■ STUDY QUESTIONS
(a) Sum up the thread in two sentences.
(b) Copy the part of the thread from "By the way, why" up to and including "accomplish this task.".

■ READING TEXT
┌──
Open superhero-7 opened 1 year ago
Thanks for the feedback! I have updated requirements.txt, and delete the GLIP install (-e git+https://github.com/microsoft/GLIP.git@24ec0ddd8c61534ad5b17e4144864df7003dc7ef#egg=maskrcnn_benchmark), try to " pip install -r requirements.txt ". By the way, torch version I use is 2.0.1. Please let me know if there is any problem.
I see. I noticed you did not use GLIP, so I give up to install GLIP finally. By the way, pytorch 1.12.1 is also support the BLIP and CLIP. So far, I can use your code normally. Thanks for you nice job!
By the way, why not use Grounding DINO as a detector?
Karine-Huang/T2I-CompBench#4 We try multi-modal models, such as miniGPT4, mPlug-Owl, MultiModal-GPT, InternChat, BLIP, may not perform well in spatial understanding. Therefore, a more accurate and intuitive approach like object detection is selected. UniDet is more suitable for the current task because of its strong performance on standard object detection benchmarks, like COCO and PASCAL VOC, makes it a suitable choice for tasks that require accurately detecting a wide range of objects. Other object detection might also be able to accomplish this task.
└──
Dataset records
┌──
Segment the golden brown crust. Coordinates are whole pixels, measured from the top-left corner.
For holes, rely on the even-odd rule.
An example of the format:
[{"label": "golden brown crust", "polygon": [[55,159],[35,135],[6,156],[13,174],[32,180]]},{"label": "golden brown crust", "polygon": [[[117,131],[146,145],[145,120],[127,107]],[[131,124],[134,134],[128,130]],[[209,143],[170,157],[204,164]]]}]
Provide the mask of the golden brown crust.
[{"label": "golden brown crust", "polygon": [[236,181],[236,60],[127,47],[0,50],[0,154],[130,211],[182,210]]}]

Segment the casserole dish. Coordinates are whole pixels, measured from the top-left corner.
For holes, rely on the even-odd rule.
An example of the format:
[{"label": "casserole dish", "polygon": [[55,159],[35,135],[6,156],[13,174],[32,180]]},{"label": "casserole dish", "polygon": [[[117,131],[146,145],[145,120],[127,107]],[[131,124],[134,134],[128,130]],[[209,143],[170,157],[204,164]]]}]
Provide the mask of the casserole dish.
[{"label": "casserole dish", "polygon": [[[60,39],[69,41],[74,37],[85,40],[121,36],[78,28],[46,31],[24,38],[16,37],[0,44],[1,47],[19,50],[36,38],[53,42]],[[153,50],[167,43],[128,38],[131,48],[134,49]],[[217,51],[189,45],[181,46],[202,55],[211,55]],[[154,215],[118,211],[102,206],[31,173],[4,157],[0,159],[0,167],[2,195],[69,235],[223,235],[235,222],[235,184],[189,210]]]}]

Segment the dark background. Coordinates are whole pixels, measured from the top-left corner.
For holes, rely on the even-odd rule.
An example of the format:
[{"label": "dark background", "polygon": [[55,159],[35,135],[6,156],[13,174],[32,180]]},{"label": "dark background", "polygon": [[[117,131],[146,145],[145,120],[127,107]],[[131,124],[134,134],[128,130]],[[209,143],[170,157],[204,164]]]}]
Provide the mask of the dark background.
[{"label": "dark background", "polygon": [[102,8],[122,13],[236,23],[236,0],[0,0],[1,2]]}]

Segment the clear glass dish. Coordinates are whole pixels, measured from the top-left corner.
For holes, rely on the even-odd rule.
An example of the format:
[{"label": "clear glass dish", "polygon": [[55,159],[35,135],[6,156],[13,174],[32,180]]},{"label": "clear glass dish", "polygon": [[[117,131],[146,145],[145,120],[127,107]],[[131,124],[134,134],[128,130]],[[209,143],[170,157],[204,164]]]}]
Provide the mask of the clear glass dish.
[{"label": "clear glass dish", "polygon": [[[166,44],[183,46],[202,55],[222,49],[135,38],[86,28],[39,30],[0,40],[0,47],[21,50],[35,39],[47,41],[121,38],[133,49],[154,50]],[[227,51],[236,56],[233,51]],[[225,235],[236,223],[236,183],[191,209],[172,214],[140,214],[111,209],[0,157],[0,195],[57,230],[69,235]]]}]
└──
■ RESULTS FOR EACH TASK
(a) One post says requirements.txt was updated, the GLIP install was removed, and torch 2.0.1 is being used; a reply says GLIP was not installed, pytorch 1.12.1 also supports BLIP and CLIP, and the code now works normally. When asked why Grounding DINO is not used as a detector, the answer is that multi-modal models may not perform well in spatial understanding, so object detection was chosen, and UniDet was picked for its strong performance on standard object detection benchmarks like COCO and PASCAL VOC.

(b)
By the way, why not use Grounding DINO as a detector?
Karine-Huang/T2I-CompBench#4 We try multi-modal models, such as miniGPT4, mPlug-Owl, MultiModal-GPT, InternChat, BLIP, may not perform well in spatial understanding. Therefore, a more accurate and intuitive approach like object detection is selected. UniDet is more suitable for the current task because of its strong performance on standard object detection benchmarks, like COCO and PASCAL VOC, makes it a suitable choice for tasks that require accurately detecting a wide range of objects. Other object detection might also be able to accomplish this task.